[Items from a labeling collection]
-.-.-
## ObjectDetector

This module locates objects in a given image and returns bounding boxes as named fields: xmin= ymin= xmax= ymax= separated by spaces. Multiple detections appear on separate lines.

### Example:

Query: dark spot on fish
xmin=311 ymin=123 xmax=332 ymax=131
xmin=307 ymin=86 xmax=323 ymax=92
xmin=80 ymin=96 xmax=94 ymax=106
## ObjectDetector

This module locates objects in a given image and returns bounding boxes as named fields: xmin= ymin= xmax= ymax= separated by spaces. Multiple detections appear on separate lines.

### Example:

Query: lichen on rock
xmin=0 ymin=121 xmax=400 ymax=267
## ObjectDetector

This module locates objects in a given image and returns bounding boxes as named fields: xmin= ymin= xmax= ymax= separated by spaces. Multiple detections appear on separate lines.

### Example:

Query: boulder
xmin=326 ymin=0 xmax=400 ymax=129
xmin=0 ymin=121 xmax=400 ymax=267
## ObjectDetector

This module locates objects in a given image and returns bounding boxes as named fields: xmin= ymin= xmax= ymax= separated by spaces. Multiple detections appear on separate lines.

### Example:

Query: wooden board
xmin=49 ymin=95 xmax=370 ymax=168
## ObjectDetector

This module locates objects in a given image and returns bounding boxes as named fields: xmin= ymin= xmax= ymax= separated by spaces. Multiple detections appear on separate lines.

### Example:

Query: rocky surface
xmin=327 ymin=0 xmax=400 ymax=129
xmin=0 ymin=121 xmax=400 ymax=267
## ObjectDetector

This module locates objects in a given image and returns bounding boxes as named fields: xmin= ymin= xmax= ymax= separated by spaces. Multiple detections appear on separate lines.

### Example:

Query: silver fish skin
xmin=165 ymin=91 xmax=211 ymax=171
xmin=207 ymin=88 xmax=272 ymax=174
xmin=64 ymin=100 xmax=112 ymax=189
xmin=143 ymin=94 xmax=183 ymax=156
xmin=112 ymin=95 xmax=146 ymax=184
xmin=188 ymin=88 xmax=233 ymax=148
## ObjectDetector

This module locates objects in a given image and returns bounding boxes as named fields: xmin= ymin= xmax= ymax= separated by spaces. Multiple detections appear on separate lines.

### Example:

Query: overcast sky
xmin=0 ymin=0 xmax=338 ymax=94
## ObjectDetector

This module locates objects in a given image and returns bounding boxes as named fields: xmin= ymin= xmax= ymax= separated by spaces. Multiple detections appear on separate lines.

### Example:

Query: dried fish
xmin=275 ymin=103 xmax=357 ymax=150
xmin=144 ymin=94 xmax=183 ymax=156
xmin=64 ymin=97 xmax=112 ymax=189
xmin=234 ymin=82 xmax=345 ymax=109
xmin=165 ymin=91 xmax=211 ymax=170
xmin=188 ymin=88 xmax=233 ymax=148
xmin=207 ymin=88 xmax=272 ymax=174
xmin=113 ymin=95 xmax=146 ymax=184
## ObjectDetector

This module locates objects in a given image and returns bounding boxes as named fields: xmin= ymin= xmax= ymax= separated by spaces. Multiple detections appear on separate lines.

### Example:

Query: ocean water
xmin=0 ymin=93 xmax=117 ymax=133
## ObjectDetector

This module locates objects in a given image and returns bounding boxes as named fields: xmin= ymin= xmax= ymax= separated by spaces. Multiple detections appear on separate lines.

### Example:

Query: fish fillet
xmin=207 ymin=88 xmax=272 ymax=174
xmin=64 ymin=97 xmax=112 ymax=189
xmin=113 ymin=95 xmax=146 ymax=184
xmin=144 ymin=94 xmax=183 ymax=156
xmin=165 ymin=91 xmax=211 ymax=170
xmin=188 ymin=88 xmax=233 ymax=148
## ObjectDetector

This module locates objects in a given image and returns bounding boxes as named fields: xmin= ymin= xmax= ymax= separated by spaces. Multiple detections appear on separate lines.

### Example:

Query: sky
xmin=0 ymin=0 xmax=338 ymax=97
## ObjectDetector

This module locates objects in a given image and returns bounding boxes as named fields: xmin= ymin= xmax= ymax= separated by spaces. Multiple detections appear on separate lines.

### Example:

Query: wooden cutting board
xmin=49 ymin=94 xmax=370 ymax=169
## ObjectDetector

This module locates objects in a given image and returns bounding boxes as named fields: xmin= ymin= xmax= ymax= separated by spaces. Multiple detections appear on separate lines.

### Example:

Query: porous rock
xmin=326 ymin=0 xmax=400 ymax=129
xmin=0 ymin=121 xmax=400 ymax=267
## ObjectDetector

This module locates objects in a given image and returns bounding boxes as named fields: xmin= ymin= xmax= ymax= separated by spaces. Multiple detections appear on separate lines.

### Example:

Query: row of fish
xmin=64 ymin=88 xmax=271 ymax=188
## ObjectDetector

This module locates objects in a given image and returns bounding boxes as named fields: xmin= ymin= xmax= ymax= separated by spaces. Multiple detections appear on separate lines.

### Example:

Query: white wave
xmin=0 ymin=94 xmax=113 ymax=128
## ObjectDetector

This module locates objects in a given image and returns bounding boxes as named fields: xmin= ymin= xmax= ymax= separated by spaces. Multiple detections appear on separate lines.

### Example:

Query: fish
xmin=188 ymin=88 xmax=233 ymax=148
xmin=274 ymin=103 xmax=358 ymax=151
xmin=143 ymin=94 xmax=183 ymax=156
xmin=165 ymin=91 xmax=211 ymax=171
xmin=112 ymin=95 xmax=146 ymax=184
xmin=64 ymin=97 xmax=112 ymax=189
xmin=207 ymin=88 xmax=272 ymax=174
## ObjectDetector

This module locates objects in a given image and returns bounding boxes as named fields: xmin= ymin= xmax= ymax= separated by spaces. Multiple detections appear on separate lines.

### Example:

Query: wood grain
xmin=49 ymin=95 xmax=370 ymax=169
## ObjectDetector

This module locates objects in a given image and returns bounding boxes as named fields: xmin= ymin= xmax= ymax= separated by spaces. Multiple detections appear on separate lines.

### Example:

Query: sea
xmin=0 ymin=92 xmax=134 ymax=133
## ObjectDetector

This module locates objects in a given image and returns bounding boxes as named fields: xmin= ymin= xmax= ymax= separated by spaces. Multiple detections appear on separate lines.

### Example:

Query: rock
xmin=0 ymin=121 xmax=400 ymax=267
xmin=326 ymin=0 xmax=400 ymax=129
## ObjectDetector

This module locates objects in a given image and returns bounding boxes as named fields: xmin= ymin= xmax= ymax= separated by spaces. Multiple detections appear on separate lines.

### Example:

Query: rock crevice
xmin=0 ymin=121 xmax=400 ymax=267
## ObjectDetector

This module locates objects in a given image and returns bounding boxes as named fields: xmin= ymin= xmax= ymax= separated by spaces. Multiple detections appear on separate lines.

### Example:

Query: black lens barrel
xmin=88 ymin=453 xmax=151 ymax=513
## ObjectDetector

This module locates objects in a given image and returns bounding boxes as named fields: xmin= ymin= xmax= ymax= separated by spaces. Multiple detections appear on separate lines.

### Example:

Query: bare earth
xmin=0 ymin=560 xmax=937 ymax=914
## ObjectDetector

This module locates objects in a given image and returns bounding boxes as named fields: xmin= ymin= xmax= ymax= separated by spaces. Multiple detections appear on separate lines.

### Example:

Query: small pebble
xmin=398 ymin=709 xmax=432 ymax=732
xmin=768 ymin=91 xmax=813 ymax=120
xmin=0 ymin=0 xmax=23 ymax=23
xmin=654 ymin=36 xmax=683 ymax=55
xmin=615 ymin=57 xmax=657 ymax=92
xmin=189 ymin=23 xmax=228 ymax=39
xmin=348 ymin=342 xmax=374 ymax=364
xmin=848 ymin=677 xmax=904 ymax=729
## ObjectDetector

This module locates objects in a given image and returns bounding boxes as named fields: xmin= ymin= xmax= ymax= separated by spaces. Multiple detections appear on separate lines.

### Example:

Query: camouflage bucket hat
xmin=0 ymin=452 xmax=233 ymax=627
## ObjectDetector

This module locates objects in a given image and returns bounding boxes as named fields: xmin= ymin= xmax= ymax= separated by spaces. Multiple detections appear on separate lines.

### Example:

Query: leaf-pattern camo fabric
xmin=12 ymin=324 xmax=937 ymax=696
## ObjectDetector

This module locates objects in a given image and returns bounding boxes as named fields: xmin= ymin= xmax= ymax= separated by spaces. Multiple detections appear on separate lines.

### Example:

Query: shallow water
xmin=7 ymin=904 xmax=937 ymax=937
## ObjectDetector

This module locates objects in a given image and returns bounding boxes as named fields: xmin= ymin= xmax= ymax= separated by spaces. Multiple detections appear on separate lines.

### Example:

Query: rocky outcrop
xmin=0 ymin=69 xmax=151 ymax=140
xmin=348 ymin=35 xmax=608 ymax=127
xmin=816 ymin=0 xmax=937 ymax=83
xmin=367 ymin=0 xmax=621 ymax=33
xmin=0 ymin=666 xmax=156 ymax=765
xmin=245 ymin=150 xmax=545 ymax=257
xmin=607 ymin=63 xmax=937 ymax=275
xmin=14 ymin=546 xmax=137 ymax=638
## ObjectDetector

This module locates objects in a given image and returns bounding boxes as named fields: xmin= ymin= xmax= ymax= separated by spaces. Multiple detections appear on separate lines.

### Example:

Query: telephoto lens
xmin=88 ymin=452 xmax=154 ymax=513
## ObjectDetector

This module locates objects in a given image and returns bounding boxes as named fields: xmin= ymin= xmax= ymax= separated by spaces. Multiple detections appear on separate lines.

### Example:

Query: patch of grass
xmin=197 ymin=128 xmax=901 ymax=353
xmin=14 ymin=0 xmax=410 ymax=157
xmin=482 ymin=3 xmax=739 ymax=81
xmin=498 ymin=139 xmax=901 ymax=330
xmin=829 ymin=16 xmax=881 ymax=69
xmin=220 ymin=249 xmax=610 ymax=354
-.-.-
● Problem
Pick out every line of the entries that contains the word "wooden", and copy those lines. Does the case of the letters count? Yes, match it exactly.

● Reply
Query: wooden board
Query: wooden cutting board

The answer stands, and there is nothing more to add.